Object position labeling entries
━━━━━━━━━━━━━━━━━━━━

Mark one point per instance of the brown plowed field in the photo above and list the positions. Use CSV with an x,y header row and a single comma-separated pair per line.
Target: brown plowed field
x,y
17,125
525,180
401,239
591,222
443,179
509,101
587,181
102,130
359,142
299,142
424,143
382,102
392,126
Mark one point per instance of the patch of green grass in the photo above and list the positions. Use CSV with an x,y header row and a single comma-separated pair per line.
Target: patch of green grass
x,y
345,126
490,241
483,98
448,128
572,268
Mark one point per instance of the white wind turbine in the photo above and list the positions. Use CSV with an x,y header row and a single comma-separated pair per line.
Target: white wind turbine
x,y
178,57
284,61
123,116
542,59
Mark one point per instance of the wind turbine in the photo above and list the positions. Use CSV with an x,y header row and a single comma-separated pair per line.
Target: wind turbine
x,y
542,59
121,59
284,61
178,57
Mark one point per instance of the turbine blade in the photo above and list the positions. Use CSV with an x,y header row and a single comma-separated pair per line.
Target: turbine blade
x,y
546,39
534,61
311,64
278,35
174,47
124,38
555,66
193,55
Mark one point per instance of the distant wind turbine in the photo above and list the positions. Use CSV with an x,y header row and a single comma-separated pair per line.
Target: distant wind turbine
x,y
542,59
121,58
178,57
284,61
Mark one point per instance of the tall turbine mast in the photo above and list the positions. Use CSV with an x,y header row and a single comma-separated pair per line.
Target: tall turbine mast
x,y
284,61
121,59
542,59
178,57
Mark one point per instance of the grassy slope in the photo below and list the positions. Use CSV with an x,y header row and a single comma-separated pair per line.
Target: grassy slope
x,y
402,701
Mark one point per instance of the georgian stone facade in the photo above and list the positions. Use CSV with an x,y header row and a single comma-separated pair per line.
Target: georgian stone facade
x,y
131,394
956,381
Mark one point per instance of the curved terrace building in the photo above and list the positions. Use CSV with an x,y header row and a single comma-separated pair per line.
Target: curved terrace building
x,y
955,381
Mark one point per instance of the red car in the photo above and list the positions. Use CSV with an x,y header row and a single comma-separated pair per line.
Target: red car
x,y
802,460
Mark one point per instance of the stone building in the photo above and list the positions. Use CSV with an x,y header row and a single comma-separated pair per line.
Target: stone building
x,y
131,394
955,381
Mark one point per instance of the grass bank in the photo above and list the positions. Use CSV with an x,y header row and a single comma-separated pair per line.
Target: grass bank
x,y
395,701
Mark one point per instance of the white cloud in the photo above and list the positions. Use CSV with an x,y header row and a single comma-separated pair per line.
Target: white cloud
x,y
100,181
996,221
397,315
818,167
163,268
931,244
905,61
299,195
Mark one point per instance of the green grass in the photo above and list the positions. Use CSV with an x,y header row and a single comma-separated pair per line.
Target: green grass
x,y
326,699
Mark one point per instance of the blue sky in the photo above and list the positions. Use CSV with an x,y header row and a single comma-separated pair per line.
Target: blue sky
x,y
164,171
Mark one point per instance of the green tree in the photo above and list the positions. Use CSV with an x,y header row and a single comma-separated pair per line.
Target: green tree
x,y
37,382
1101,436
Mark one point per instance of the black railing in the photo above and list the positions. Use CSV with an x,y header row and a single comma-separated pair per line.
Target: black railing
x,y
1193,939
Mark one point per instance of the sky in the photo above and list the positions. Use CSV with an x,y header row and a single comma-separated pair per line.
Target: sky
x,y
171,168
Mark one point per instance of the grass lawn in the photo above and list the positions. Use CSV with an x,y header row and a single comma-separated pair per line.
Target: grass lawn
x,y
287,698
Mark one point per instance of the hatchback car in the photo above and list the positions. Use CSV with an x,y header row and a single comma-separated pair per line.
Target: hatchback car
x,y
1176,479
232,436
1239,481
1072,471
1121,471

━━━━━━━━━━━━━━━━━━━━

# WHAT THIS TASK INVOLVES
Print the material above once more, exactly.

# OUTPUT FOR THIS TASK
Mark one point per instance of the brown plowed field in the photo above and list the positions. Use CSV with an x,y header row and a single comma-separated pair per line.
Target: brown plowed field
x,y
17,125
525,180
401,239
591,222
443,179
509,101
587,181
102,130
359,142
299,142
424,143
382,102
392,126
Mark one point per instance of the patch of green grass in the photo above and list the positions. Use CSV with an x,y header row and a single comma-separated pair per line.
Target: patch of green grass
x,y
345,126
490,241
483,98
448,128
572,268
Mark one point per instance of the white wind turbine in the photo above and list the positions. Use CSV with an x,y header row and a single comma-separated pair per line.
Target: white wind turbine
x,y
178,57
284,61
123,116
542,59
Mark one point per instance of the wind turbine in the photo above and list the positions. Use CSV with an x,y header row and a single comma-separated pair per line.
Target: wind turbine
x,y
542,59
121,59
284,61
178,57
Mark one point per instance of the turbine blade in the photo above and list the positions. Use CSV with an x,y header row and a single comma-separated pair per line.
Target: turbine blade
x,y
546,39
534,61
311,64
278,35
174,47
124,38
555,66
193,55
Mark one point per instance of the distant wind turbine in the photo above and list the positions. Use CSV with an x,y header row and a single comma-separated pair per line.
Target: distant wind turbine
x,y
542,59
121,58
178,57
284,61
Mark one point per instance of the tall turbine mast in the photo above and list the positions. Use CSV with an x,y header row and a single comma-separated pair per line.
Target: tall turbine mast
x,y
284,61
121,59
542,59
178,57
Mark one point per instance of the grassy slope in the photo below and list the positions. Use CSV with an x,y header row and a single comma-separated pair per line.
Target: grassy slope
x,y
402,701
Mark one point per instance of the georgian stone facade in the photo above and list the positions. Use CSV with an x,y header row and a single comma-separated pair per line.
Target: georgian stone facade
x,y
131,394
956,381
Mark one point per instance of the curved terrace building in the photo above and list the positions. Use CSV with an x,y header row and a single comma-separated pair per line.
Target: curved terrace building
x,y
955,381
Mark one point per instance of the red car in the photo above and list the positions. Use CSV with an x,y header row and a single comma-separated pair per line.
Target: red car
x,y
802,460
Mark one point per instance of the stone building in the photo above and list the positions. Use CSV with an x,y header row and a single comma-separated pair per line.
Target: stone building
x,y
131,394
955,381
Mark one point per instance of the grass bank in the photo above and list the positions. Use CSV with an x,y header row and a single comma-separated pair per line.
Target: grass bank
x,y
395,701
Mark one point per instance of the white cloud in the photo above and list the positions. Use CSV with an x,y header row and a single comma-separated pair per line.
Target: white cloud
x,y
100,181
996,221
397,315
818,167
163,268
931,244
905,61
299,195
Mark one point per instance of the green grass in the photo above and list the positions. Use CSV with an x,y header row and a single comma-separated pair per line.
Target: green grass
x,y
326,699
Mark one point per instance of the blue sky in the photo above and list the positions. Use CSV with an x,y header row and a single comma-separated pair per line.
Target: blue sky
x,y
164,171
Mark one point per instance of the green tree in the photo above and list the positions. Use CSV with an x,y header row and a single comma-separated pair per line.
Target: green tree
x,y
37,382
1101,436
Mark one point per instance of the black railing in the photo above and list the positions. Use CSV with an x,y header row and a single comma-separated pair per line.
Target: black railing
x,y
1193,939
Mark one point per instance of the sky in the photo above and list the positions. Use CSV with an x,y header row and a single comma-separated pair per line.
Target: sky
x,y
171,168
Mark one point per instance of the grass lawn in the photo above and list the positions. Use CSV with an x,y header row and a single comma-separated pair per line.
Target: grass lawn
x,y
287,698
Mark one point per instance of the hatchback car in the photo above and list the positions. Use CSV with an x,y header row and a single comma-separated pair per line.
Target: hatchback car
x,y
1176,479
232,436
1239,481
1072,471
1121,471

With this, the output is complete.